▸ **Data extract**:
------------

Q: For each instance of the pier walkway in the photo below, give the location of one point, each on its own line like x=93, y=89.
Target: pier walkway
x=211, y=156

------------

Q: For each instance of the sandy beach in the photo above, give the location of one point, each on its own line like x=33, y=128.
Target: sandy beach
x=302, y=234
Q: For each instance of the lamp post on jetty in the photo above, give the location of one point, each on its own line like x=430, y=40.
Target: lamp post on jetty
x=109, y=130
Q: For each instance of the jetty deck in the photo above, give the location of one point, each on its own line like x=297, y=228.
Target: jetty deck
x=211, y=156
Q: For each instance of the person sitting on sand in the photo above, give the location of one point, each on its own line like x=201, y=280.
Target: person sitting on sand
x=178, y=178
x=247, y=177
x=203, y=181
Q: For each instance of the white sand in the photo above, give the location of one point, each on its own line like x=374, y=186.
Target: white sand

------------

Copy each line of the data that includes the word "white".

▸ **Answer section**:
Q: For each instance of the white sand in the photo above, give the location of one point, each on its own line like x=374, y=186.
Target: white sand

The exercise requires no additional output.